# [Document segment]
▽

Question

A question for using data in ENCODE polyA plus RNA-seq for exon level expression count and never get a normal resultsrmal results

0

Entering edit mode

20 months ago

pxd • 0

Dear all, I use the data in ENCODE Reference genome and want to calculate the expression level for every exons to do the research about alternative splicing, but during the data processing for polyA plus RNA-seq, I met many problems and I guess the major problems is that I use the wrong gtf or fasta files so I checked the ENCODE bulk-RNA seq pipeline and try their ref but still don't work, the data I chose and methods are as follows: Data:ENCODE A569 cell lines polyA plus rnaseq, the link is https://www.encodeproject.org/experiments/ENCSR000CON/, to save time I chose the ENCFF123MIB processed bam data, for it can not be directly used for samtools index, I first sort it and the commands are as follows:

samtools sort -@ 8 ENCFF123MIB.bam > ENCFF123MIB.sort.bam

samtools index -@ 8 ENCFF123MIB.sort.bam

htseq-count -i gene_id -i exon_number --additional-attr gene_name -t exon --nonunique all ENCFF123MIB.bam gencode.v29.primary_assembly.annotation_UCSC_names.gtf >count_exon.tsv

And unfortunately these commands will end at at the time 2619444 GFF lines processed and then do not work.

△

# [Information supplied]

▽

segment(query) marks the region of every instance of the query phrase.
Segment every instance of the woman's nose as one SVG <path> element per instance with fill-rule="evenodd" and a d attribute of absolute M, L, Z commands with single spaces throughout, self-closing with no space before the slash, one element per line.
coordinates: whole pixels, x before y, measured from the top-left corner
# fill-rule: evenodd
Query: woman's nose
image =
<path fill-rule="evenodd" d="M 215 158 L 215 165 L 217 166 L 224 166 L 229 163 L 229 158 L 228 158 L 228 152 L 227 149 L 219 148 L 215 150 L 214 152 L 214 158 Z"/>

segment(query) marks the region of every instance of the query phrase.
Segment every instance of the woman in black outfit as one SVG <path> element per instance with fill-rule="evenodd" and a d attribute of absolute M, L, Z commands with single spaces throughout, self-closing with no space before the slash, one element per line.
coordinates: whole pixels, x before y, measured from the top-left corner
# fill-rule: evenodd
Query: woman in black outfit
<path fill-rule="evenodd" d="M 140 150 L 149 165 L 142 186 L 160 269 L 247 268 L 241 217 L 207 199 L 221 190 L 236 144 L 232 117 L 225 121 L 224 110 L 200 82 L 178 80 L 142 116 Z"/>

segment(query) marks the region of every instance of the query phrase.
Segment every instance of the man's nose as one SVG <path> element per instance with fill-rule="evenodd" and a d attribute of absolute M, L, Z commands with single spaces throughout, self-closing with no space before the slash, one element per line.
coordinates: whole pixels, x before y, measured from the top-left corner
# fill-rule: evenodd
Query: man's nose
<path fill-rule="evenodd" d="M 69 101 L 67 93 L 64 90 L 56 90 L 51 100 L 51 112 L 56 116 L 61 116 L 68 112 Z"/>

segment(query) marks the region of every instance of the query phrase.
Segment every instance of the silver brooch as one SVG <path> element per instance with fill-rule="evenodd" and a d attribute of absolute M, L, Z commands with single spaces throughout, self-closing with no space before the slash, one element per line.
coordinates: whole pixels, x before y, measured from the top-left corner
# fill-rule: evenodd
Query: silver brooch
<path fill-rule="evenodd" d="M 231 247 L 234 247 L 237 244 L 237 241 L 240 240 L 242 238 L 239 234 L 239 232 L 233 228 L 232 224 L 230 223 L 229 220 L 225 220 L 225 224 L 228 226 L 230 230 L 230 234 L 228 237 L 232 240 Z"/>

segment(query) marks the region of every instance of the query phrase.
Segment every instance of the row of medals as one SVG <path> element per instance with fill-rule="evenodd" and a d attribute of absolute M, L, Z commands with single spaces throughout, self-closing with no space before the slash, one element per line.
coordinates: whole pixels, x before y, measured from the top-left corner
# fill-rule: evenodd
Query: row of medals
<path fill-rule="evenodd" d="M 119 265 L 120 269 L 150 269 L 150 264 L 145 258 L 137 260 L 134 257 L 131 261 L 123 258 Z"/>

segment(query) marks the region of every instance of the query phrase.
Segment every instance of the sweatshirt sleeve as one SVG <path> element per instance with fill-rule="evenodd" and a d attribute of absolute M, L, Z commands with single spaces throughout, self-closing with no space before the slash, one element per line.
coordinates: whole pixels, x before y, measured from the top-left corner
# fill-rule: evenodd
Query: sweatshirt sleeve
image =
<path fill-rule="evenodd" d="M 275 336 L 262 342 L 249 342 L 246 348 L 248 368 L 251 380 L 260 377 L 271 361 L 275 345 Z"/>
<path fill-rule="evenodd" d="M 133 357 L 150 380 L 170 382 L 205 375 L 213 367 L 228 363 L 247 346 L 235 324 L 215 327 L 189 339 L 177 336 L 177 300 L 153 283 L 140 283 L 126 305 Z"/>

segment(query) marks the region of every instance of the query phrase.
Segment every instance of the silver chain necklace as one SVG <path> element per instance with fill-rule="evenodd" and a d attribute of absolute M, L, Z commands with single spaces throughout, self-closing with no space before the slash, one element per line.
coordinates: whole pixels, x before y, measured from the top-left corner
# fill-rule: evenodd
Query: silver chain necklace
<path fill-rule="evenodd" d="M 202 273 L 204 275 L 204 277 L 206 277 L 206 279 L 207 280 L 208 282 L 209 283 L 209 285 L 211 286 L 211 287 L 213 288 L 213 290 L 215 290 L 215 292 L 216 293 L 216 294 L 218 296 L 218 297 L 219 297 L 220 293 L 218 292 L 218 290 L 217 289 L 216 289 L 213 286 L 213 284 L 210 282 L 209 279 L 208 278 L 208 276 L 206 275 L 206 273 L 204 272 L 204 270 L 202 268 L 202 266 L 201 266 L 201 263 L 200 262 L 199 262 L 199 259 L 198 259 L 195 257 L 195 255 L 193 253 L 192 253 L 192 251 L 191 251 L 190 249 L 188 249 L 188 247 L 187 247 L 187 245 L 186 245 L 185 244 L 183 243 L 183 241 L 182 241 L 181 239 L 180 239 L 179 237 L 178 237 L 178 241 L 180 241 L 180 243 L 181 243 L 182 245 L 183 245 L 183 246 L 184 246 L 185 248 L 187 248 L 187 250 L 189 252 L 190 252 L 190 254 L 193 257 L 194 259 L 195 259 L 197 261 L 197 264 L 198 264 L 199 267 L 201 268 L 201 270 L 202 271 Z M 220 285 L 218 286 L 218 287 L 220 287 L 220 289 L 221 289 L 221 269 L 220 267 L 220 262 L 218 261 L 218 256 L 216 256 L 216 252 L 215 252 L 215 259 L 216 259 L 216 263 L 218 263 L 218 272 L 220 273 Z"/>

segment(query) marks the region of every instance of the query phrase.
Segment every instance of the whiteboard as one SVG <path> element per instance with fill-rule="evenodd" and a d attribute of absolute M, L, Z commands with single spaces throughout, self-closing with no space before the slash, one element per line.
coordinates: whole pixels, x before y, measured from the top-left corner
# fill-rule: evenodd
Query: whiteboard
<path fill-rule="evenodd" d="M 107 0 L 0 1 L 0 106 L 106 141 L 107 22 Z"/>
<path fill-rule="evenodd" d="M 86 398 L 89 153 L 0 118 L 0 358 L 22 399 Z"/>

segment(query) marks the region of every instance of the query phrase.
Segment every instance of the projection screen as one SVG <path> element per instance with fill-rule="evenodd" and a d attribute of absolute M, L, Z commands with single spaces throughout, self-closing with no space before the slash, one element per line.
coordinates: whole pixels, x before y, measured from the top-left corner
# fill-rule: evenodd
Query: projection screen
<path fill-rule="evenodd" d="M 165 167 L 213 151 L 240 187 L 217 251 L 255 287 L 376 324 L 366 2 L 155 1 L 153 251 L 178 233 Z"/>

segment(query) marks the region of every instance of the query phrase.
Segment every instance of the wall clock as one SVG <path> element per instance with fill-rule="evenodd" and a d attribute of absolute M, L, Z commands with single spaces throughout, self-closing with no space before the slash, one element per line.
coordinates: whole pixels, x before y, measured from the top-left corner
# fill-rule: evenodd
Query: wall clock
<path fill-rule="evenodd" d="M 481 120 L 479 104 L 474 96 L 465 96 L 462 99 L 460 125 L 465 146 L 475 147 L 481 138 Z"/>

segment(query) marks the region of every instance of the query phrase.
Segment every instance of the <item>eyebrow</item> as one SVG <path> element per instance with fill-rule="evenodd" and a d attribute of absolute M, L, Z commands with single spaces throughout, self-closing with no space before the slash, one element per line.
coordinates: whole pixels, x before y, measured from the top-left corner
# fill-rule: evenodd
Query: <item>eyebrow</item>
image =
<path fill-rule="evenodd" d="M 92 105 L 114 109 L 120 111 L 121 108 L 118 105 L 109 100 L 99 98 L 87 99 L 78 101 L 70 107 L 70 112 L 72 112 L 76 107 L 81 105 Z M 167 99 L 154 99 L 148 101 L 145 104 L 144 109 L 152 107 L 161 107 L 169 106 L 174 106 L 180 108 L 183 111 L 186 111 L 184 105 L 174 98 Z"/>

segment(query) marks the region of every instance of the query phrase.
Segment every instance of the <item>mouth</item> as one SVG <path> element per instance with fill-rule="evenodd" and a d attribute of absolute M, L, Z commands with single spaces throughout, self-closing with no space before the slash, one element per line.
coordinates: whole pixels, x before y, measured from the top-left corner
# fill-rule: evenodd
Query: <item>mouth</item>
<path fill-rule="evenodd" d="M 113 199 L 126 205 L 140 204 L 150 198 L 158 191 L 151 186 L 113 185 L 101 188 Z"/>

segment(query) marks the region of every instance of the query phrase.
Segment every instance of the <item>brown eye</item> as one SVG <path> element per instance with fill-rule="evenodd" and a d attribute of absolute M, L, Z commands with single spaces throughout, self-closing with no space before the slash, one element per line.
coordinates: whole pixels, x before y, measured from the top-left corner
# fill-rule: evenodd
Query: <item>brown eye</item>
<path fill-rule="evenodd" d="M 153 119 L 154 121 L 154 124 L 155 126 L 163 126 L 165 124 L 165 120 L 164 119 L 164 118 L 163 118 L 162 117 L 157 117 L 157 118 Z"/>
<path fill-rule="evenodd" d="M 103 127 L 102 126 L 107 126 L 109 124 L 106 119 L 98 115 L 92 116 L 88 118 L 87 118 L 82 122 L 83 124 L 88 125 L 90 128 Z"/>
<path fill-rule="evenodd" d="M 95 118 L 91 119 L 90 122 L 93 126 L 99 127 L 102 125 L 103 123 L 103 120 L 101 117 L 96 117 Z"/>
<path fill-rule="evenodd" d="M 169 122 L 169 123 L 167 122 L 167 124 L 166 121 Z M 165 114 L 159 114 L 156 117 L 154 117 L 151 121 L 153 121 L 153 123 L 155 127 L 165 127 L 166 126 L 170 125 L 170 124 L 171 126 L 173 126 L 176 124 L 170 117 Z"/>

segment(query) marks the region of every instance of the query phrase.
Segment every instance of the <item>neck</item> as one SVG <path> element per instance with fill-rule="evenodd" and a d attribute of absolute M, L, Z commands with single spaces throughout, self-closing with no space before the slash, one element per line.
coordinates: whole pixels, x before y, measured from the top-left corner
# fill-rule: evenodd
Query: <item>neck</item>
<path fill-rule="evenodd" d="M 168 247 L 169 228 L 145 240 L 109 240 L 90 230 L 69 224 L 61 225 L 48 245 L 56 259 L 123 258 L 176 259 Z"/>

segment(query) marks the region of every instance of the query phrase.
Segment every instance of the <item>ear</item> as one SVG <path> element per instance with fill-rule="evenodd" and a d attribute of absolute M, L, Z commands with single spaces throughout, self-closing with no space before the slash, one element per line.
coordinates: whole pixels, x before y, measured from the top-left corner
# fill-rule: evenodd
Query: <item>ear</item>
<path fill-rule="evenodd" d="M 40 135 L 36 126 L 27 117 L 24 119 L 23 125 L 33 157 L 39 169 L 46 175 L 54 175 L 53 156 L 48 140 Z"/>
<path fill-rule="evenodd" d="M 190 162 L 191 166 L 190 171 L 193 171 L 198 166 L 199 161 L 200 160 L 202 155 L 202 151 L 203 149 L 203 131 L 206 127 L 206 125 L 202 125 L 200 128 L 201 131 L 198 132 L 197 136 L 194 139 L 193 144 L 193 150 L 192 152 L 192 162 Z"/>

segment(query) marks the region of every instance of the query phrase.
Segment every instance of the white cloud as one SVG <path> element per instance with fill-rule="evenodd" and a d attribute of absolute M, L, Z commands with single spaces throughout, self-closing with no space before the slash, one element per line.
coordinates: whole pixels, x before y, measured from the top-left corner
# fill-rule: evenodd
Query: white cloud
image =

△

# [Your goal]
From the forum post above the data, copy every command line it shows, in the order they appear.

# [Answer to the problem]
samtools sort -@ 8 ENCFF123MIB.bam > ENCFF123MIB.sort.bam
samtools index -@ 8 ENCFF123MIB.sort.bam
htseq-count -i gene_id -i exon_number --additional-attr gene_name -t exon --nonunique all ENCFF123MIB.bam gencode.v29.primary_assembly.annotation_UCSC_names.gtf >count_exon.tsv